*** Extracted text
Methodology chapter: Participation
[From draft version of methodology chapter for my dissertation, slightly adapted for the web]
Although being a detached outsider is often considered to be the best position for a researcher, soon after starting my research I found myself at the opposite end, doing research through active participation (Mortensen, 2003). When I submitted my first paper on knowledge work and blogging (Efimova, 2004b which eventually became my background chapter) I realised that my insights came as much from analysing replies to the questionnaire as from my experiences of being part of the KM blogger community: writing my own weblog, interacting with other bloggers and reflecting on those experiences. I started to look for methodologies that would allow accounting for personal experiences of the researcher and soon found that ethnography addressed many of my concerns. (Yanow (2006) suggests that '"ethnography" refers both to a set of research tools and to a mode of writing'. I would position my research as "ethnographically informed" as I use some of conceptual distinctions and research instruments of ethnography, while only partially adopting ethnographic writing mode.)
Ethnography, originated as a method in sociology and anthropology, is increasingly used in research of technology-mediated practices. It includes studying particular culture by learning to live a life of its members (Hammersley & Atkinson, 1994). Next to informal interviewing, participant observation is a central way to generate ethnographic data:
Anthropologists are trained to use a research method known as 'participant observation', which is essentially means participating in the life and culture of the people one is studying, to gain a true insider's perspective on their customs and behaviour, while simultaneously observing them as a detached, objective scientist. Well, that's the theory. In practice it often feels rather like that children's game where you try to pat your head and rub your tummy at the same time. (Fox, 2005: 3)
******
*** Supplied records
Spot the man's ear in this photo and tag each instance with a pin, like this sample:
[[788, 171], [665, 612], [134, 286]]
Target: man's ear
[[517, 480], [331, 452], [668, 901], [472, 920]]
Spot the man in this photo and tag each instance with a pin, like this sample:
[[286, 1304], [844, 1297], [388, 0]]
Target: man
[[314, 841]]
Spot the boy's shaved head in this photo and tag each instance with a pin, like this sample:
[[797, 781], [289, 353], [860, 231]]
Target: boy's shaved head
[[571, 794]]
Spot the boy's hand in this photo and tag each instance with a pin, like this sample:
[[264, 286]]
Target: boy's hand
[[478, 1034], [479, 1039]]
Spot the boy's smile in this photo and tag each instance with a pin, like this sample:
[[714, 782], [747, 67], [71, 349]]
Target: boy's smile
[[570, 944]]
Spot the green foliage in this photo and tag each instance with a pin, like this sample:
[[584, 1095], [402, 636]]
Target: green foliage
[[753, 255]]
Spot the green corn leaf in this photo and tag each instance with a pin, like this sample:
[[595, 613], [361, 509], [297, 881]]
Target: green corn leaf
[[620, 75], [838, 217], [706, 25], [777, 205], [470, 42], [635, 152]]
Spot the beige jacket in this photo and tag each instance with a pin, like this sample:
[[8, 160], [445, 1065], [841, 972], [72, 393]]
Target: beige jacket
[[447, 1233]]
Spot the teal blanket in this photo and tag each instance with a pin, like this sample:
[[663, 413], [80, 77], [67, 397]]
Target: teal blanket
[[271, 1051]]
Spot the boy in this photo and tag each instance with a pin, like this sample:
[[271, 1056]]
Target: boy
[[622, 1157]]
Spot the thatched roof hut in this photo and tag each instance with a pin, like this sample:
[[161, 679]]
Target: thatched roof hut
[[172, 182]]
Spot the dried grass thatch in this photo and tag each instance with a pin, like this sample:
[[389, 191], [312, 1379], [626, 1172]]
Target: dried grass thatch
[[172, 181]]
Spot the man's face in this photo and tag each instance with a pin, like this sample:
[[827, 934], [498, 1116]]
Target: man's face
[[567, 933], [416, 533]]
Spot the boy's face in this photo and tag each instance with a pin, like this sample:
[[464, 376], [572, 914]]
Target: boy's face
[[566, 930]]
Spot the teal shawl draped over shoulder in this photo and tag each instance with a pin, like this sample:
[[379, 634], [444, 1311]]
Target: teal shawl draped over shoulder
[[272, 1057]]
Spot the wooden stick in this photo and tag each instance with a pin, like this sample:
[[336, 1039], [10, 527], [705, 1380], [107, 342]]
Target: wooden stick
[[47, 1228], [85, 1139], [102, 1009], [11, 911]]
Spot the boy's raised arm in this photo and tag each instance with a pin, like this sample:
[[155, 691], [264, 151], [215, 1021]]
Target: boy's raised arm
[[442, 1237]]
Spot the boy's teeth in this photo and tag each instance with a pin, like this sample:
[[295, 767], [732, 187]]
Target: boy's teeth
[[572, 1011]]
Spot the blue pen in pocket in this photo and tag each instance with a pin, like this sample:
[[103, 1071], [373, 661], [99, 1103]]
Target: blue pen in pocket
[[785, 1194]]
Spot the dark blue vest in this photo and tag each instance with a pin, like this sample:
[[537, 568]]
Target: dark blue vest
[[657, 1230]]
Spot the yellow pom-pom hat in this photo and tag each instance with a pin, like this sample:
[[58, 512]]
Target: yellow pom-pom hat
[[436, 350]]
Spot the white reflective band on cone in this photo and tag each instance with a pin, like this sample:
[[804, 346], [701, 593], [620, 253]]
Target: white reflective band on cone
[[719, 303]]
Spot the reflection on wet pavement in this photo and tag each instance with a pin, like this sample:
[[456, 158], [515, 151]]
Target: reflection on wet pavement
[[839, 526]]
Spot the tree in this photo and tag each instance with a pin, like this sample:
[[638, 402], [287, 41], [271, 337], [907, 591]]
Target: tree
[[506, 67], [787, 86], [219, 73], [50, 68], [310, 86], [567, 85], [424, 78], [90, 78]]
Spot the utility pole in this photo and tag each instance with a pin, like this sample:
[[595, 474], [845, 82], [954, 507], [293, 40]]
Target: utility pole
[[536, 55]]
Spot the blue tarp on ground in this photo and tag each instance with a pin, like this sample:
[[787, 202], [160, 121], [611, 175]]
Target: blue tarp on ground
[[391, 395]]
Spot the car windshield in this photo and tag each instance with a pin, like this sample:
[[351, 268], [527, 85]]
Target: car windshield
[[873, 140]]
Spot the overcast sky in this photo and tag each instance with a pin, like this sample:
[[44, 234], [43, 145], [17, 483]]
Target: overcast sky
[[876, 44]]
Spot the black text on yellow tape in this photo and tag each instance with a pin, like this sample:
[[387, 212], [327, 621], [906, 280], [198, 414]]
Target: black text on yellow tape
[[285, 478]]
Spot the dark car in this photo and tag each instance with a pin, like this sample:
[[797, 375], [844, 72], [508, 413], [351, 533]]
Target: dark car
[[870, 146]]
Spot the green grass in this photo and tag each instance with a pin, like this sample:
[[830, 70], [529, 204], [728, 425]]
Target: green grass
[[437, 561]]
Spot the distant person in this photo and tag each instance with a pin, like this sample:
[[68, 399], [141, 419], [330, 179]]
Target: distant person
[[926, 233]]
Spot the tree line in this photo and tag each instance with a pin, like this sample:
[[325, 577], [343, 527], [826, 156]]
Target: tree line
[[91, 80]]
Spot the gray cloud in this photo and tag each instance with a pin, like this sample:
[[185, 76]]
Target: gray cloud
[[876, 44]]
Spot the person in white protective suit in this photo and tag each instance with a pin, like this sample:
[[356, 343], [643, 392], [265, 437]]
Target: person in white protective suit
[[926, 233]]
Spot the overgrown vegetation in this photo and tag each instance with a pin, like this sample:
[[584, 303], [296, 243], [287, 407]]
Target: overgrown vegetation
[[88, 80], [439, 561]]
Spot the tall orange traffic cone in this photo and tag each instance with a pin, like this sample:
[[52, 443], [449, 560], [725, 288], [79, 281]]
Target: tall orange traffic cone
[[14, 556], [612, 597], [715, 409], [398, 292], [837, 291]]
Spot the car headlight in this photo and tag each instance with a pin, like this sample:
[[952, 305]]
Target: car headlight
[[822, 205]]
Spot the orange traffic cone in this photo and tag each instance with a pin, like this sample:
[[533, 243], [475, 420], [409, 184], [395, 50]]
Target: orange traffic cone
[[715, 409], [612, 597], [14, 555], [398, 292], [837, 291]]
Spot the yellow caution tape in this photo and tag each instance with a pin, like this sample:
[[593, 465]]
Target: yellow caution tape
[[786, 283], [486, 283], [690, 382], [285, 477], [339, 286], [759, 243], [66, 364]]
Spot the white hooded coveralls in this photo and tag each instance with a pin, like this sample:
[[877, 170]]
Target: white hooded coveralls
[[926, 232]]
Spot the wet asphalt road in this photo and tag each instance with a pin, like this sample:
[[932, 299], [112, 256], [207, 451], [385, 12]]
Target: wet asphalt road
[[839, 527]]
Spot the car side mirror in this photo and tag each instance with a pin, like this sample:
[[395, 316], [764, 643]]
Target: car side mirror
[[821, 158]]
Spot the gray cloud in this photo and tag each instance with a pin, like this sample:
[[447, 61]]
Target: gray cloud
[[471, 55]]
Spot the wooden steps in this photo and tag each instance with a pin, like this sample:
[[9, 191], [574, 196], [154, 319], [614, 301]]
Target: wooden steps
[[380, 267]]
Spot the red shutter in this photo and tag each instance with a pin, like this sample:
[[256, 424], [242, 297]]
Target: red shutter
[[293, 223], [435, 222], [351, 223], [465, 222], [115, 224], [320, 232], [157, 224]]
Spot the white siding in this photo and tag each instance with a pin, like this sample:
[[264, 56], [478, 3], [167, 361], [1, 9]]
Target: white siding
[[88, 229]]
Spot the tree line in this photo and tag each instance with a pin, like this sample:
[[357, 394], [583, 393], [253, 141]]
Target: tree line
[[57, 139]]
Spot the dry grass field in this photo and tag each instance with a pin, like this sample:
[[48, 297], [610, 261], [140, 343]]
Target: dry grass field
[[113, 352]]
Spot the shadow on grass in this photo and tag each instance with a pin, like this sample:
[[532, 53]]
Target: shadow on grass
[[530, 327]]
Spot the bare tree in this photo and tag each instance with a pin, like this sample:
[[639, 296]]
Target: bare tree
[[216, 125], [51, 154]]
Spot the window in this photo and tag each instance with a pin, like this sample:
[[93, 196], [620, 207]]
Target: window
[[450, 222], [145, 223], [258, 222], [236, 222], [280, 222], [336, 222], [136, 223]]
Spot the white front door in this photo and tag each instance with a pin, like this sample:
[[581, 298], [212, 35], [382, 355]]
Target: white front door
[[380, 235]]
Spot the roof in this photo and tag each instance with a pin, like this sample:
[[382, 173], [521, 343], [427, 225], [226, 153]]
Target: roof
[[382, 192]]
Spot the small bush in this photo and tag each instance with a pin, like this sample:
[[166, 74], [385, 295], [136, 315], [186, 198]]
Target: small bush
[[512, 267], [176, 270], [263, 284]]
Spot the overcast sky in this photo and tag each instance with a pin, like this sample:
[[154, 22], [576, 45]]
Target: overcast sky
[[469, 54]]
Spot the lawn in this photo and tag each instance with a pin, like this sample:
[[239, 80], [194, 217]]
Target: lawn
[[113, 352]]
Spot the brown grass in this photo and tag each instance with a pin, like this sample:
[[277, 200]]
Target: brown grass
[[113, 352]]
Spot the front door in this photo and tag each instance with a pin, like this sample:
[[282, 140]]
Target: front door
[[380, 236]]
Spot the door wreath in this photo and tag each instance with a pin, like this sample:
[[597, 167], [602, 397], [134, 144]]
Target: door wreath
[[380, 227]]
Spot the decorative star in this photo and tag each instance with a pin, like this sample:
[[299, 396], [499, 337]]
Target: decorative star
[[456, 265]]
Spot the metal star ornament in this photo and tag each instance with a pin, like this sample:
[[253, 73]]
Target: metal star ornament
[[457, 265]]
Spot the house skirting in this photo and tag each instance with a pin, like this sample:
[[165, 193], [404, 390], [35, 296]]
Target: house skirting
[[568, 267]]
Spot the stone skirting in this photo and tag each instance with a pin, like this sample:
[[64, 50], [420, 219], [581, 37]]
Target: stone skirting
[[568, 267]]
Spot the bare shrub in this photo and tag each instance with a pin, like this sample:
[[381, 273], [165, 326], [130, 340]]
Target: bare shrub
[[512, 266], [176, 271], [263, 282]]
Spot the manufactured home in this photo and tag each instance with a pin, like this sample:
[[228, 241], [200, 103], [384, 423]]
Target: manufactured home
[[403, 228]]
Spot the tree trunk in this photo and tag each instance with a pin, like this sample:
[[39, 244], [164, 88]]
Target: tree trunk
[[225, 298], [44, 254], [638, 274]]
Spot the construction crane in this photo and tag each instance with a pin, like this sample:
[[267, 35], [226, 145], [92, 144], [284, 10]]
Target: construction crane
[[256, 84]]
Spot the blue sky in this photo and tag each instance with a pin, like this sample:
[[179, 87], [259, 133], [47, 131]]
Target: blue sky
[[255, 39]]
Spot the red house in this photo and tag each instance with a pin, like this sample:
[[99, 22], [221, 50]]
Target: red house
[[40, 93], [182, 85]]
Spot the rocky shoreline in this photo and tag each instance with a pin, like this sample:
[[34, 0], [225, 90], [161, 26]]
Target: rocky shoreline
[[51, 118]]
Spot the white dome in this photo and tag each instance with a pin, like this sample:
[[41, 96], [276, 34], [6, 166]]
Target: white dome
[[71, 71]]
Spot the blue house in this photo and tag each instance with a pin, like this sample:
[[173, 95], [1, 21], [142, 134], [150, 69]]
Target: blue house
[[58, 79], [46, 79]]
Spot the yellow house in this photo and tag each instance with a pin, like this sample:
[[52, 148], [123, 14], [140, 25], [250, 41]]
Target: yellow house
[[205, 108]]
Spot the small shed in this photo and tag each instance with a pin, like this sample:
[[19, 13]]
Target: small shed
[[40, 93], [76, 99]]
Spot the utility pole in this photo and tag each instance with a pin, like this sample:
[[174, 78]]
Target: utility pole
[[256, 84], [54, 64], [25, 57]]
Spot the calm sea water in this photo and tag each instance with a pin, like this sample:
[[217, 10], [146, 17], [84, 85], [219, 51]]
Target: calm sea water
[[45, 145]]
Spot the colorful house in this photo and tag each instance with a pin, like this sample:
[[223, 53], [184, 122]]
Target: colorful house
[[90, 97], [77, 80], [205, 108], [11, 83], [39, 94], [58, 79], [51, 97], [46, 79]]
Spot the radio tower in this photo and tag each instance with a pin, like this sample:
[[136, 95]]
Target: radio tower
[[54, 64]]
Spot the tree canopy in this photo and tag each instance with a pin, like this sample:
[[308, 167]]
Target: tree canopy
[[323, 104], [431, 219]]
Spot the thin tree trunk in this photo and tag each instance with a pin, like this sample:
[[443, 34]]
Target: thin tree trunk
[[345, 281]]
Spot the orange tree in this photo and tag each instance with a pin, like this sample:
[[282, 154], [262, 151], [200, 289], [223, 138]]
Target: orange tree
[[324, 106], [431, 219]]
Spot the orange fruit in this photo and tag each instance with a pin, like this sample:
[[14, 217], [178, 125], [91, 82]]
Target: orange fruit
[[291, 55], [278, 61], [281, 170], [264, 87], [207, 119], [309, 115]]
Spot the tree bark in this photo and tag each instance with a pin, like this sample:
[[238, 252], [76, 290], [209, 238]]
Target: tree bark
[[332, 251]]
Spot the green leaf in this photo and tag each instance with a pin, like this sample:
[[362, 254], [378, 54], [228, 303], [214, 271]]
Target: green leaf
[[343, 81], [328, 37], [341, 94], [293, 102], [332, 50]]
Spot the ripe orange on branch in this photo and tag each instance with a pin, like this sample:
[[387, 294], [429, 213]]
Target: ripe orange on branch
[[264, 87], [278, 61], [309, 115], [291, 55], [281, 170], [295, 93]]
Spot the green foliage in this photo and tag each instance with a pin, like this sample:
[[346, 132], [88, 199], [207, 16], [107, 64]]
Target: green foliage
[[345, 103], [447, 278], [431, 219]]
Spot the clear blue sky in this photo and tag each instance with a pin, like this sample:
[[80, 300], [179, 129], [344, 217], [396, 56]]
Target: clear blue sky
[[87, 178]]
******
Task instructions:
(1) Answer these from the methodology excerpt:
(a) What did the first paper on knowledge work and blogging eventually become?
(b) Besides participant observation, what way of generating ethnographic data does it name?
(c) In the quoted passage, what children's game is participant observation said to feel like in practice?
(2) Convert the records into a numbered list, from the line with "Spot the brown" to the line with "[[255, 39]]", including both of those lines and leaving out any blank lines.
The methodology excerpt and the records come from unrelated sources.

Results of the tasks:
(1)
(a) The background chapter.
(b) Informal interviewing.
(c) The game where you try to pat your head and rub your tummy at the same time.

(2)
1. Spot the brown grass in this photo and tag each instance with a pin, like this sample:
2. [[277, 200]]
3. Target: brown grass
4. [[113, 352]]
5. Spot the front door in this photo and tag each instance with a pin, like this sample:
6. [[282, 140]]
7. Target: front door
8. [[380, 236]]
9. Spot the door wreath in this photo and tag each instance with a pin, like this sample:
10. [[597, 167], [602, 397], [134, 144]]
11. Target: door wreath
12. [[380, 227]]
13. Spot the decorative star in this photo and tag each instance with a pin, like this sample:
14. [[299, 396], [499, 337]]
15. Target: decorative star
16. [[456, 265]]
17. Spot the metal star ornament in this photo and tag each instance with a pin, like this sample:
18. [[253, 73]]
19. Target: metal star ornament
20. [[457, 265]]
21. Spot the house skirting in this photo and tag each instance with a pin, like this sample:
22. [[165, 193], [404, 390], [35, 296]]
23. Target: house skirting
24. [[568, 267]]
25. Spot the stone skirting in this photo and tag each instance with a pin, like this sample:
26. [[64, 50], [420, 219], [581, 37]]
27. Target: stone skirting
28. [[568, 267]]
29. Spot the bare shrub in this photo and tag each instance with a pin, like this sample:
30. [[381, 273], [165, 326], [130, 340]]
31. Target: bare shrub
32. [[512, 266], [176, 271], [263, 282]]
33. Spot the manufactured home in this photo and tag each instance with a pin, like this sample:
34. [[228, 241], [200, 103], [384, 423]]
35. Target: manufactured home
36. [[403, 228]]
37. Spot the tree trunk in this photo and tag each instance with a pin, like this sample:
38. [[39, 244], [164, 88]]
39. Target: tree trunk
40. [[225, 298], [44, 254], [638, 274]]
41. Spot the construction crane in this photo and tag each instance with a pin, like this sample:
42. [[267, 35], [226, 145], [92, 144], [284, 10]]
43. Target: construction crane
44. [[256, 84]]
45. Spot the blue sky in this photo and tag each instance with a pin, like this sample:
46. [[179, 87], [259, 133], [47, 131]]
47. Target: blue sky
48. [[255, 39]]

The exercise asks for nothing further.